Dataset extract START

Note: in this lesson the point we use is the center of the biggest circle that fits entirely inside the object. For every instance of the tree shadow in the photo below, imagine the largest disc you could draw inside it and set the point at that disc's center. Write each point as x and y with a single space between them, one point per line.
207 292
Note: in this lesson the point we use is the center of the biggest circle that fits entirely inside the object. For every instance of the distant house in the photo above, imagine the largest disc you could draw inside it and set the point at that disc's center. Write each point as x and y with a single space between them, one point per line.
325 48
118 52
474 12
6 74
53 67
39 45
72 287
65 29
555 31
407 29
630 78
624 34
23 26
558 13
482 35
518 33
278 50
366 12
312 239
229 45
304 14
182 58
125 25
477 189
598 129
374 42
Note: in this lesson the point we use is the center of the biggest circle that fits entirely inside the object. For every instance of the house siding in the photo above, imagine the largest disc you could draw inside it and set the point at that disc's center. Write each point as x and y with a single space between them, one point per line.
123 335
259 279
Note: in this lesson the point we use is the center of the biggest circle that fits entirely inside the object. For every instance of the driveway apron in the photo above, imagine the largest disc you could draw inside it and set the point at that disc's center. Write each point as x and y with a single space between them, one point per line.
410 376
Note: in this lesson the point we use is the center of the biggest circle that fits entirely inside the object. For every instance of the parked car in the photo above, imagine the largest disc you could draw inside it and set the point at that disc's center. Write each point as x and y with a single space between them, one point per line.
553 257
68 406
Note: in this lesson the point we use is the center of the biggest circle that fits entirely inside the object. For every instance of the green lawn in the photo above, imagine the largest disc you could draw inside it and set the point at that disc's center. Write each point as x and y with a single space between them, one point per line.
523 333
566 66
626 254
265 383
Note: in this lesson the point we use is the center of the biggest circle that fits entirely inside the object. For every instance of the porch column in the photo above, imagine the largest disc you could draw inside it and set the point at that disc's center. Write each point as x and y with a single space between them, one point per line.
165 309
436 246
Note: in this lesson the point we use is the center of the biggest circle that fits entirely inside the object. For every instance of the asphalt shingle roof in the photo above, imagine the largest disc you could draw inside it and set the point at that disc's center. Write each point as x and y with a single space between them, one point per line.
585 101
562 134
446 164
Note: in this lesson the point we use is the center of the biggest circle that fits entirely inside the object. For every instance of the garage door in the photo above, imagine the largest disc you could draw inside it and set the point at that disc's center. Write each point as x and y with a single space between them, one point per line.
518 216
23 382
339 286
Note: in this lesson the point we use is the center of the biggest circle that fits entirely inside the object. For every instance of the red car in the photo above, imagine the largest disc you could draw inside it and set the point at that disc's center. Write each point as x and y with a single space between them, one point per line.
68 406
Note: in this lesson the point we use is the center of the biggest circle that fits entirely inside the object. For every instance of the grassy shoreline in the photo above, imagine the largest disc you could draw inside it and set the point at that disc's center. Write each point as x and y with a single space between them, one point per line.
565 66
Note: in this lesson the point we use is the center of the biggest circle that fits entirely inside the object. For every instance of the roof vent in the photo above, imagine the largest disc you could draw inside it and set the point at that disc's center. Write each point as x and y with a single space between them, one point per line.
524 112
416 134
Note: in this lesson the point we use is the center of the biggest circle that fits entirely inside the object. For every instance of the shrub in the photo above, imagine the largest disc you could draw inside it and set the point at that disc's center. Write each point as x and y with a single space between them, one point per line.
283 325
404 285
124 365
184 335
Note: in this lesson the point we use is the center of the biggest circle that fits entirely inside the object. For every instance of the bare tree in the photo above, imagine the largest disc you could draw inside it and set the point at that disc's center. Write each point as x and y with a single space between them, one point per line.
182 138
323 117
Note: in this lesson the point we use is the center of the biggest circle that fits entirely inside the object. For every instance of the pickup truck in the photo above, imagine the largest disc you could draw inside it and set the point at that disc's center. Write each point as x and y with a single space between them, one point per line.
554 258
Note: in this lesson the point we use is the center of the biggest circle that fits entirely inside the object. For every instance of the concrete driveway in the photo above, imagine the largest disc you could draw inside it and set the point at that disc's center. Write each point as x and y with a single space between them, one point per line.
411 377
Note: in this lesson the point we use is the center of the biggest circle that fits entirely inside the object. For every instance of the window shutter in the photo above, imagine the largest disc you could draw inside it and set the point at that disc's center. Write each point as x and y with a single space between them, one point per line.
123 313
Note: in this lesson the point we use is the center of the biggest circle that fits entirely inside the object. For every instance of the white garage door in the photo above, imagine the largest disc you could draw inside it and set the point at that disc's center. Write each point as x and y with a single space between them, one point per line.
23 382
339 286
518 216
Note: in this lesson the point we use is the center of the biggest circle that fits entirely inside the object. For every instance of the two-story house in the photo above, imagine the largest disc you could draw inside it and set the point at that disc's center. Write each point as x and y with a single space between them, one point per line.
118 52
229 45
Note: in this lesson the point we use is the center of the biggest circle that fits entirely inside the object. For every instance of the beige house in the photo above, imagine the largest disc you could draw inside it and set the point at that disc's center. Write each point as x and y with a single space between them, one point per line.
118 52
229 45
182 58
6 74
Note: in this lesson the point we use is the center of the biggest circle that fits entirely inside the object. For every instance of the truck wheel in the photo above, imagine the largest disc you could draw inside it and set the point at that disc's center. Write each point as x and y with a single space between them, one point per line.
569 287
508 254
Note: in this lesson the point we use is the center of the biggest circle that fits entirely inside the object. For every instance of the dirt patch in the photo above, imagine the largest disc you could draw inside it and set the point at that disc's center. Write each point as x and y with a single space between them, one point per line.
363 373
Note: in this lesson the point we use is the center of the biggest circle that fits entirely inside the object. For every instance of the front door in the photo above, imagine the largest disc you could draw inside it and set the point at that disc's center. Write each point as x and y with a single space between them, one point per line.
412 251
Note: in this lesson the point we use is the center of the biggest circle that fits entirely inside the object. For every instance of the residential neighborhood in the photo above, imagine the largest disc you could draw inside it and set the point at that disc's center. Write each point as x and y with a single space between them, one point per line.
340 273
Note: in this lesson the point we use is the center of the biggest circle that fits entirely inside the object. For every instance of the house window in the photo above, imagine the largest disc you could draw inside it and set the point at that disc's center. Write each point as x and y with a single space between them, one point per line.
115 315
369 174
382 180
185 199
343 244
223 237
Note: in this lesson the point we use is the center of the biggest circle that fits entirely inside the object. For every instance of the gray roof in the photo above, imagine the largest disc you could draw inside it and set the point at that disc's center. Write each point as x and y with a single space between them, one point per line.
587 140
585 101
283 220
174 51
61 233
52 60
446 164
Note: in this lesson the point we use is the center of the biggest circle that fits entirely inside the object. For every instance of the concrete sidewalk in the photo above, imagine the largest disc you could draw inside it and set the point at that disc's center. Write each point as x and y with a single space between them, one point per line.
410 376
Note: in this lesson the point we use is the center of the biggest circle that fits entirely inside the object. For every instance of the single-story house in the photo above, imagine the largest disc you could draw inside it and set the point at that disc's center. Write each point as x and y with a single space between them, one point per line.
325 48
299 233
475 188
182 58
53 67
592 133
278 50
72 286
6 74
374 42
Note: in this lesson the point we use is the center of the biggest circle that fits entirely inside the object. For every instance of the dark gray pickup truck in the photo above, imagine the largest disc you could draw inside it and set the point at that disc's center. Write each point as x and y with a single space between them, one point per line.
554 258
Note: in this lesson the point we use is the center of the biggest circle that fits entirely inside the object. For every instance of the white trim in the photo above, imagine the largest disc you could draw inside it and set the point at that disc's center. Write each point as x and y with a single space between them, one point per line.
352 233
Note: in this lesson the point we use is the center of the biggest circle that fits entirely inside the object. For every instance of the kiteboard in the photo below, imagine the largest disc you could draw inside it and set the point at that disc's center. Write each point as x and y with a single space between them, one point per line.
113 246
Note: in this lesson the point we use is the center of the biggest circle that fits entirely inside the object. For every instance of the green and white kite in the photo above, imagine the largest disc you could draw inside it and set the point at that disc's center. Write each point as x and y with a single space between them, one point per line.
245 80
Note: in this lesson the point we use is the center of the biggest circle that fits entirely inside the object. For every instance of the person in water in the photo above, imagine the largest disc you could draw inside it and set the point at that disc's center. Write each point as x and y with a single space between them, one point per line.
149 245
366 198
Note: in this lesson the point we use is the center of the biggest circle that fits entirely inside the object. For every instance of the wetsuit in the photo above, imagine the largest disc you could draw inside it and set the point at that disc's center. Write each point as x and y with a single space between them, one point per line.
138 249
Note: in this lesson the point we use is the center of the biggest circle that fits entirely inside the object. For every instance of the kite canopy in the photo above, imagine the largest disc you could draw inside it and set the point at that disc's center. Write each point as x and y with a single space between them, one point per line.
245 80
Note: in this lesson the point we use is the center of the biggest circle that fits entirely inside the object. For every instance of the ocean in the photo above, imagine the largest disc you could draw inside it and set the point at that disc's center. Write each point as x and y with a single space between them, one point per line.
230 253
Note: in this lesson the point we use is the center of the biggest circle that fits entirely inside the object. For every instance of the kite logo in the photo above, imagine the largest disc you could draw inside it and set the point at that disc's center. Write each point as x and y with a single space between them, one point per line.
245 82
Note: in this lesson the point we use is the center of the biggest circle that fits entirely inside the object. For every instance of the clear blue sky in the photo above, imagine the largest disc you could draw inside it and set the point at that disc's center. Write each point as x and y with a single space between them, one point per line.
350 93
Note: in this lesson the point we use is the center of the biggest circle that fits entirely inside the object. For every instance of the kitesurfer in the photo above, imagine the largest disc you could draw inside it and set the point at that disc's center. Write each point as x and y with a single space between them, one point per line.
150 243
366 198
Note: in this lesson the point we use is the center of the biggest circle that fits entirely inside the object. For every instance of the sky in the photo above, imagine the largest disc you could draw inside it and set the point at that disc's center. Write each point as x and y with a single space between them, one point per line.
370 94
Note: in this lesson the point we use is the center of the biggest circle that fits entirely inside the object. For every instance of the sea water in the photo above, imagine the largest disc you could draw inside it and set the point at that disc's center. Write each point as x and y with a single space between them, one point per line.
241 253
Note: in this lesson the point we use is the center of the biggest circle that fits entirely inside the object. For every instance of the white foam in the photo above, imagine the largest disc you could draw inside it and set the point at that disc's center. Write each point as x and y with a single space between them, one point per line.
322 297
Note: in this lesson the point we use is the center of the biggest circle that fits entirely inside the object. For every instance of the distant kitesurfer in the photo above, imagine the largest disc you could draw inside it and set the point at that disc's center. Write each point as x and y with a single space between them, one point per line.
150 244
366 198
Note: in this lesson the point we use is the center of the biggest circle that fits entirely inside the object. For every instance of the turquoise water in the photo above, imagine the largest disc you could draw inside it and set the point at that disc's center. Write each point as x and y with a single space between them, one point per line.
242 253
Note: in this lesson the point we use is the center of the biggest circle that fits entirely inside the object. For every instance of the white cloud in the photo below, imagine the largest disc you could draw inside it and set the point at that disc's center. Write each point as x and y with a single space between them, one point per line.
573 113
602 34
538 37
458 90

Dataset extract END
Dataset extract START

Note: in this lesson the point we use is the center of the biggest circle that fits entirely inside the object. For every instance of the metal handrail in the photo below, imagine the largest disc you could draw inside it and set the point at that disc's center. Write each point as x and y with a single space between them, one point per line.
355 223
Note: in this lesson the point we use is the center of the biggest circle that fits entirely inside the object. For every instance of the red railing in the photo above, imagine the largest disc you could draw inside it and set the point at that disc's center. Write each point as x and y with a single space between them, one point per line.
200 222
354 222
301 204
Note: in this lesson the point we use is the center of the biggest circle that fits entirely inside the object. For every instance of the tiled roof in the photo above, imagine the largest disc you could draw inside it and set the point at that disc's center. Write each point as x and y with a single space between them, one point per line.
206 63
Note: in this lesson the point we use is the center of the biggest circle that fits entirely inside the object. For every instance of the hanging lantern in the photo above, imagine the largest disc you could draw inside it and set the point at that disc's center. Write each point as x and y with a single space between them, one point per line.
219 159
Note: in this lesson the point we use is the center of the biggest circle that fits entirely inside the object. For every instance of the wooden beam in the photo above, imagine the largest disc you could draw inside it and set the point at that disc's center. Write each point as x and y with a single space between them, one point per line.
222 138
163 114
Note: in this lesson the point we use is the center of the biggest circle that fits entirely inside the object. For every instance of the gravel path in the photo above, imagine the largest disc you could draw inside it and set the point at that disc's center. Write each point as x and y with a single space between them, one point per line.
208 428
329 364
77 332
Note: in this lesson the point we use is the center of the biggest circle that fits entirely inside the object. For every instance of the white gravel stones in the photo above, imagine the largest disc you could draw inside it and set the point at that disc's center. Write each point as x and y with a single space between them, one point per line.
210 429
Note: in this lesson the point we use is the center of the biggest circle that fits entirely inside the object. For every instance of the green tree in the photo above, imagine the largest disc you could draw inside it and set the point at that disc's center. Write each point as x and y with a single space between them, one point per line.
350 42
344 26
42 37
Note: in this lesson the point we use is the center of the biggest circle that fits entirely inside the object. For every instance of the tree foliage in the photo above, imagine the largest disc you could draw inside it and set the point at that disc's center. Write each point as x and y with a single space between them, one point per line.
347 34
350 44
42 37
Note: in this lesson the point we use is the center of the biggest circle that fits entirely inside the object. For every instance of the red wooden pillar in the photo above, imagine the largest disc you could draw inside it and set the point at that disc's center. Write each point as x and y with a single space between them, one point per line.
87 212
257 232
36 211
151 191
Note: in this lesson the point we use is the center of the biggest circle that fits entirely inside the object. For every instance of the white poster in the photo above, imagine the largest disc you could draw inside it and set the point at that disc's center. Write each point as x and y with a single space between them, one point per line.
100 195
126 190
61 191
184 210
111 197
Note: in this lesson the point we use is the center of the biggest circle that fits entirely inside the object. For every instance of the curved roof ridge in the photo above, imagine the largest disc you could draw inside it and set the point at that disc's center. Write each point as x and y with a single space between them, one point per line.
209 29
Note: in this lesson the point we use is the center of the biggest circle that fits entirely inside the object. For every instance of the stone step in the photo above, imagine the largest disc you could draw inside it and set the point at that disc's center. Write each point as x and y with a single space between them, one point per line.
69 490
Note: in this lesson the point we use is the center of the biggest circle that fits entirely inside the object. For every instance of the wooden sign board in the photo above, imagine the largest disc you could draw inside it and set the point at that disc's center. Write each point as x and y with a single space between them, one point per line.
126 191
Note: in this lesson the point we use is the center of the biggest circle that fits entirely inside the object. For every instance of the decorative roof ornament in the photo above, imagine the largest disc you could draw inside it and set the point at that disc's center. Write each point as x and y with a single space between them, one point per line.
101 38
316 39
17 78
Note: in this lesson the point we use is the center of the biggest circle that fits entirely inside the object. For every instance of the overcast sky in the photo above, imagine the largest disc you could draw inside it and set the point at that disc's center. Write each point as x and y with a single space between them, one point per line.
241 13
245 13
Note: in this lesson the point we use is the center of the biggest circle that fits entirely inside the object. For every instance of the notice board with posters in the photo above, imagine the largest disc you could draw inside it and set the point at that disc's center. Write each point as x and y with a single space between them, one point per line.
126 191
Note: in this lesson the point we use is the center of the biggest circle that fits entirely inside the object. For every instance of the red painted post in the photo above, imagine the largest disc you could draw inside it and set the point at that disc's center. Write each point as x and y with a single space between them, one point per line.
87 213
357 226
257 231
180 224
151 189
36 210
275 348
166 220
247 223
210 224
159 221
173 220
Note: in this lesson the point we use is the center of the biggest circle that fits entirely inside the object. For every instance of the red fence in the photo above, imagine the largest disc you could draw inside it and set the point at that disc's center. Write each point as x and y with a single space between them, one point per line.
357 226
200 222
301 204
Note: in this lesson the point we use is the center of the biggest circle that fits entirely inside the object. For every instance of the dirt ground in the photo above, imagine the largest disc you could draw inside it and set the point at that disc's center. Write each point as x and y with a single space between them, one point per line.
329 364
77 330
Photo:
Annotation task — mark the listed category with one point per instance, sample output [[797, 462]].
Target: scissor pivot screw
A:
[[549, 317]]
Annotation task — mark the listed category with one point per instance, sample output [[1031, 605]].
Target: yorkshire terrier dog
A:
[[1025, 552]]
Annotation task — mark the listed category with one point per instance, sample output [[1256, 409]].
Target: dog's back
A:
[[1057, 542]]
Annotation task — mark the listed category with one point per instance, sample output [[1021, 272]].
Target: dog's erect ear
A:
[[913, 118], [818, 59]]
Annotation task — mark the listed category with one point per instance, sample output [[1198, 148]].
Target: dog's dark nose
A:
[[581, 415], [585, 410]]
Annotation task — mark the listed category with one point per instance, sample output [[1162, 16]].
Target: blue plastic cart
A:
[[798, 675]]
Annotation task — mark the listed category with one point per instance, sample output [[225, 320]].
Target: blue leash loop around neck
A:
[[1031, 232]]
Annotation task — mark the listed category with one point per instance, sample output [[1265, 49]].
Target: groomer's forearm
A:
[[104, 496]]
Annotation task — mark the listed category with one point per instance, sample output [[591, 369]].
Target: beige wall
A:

Dataset extract END
Dataset extract START

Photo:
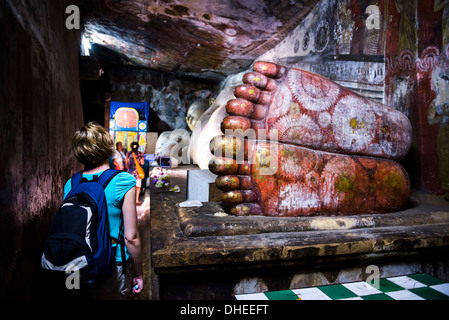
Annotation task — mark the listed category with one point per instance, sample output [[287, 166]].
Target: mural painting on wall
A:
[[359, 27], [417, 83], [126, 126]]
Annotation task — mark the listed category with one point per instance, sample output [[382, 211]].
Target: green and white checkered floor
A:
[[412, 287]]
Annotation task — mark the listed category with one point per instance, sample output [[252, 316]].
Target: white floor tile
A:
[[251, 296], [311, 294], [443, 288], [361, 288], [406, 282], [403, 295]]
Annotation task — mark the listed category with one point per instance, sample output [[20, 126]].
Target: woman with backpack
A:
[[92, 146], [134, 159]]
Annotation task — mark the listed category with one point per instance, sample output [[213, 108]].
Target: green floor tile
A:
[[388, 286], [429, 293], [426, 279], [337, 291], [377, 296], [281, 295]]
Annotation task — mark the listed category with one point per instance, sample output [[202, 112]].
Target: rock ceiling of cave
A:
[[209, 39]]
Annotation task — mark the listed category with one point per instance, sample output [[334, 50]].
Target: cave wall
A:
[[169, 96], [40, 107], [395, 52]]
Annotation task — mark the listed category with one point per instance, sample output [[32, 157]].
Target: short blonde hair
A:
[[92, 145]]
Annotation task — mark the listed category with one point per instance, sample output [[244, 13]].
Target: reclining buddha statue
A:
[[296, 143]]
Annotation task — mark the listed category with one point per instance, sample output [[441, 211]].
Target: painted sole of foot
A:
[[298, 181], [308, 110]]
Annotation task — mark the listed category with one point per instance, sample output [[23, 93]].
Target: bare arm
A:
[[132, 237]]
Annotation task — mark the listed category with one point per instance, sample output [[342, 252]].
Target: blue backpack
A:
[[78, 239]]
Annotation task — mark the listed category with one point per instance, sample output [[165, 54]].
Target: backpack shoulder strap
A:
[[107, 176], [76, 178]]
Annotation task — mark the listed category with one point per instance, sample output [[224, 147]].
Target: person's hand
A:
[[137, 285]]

Dataset extract END

→ **Exercise**: Count each line of the material that includes "wall", and reply with only the count.

→ **Output for this exercise**: 3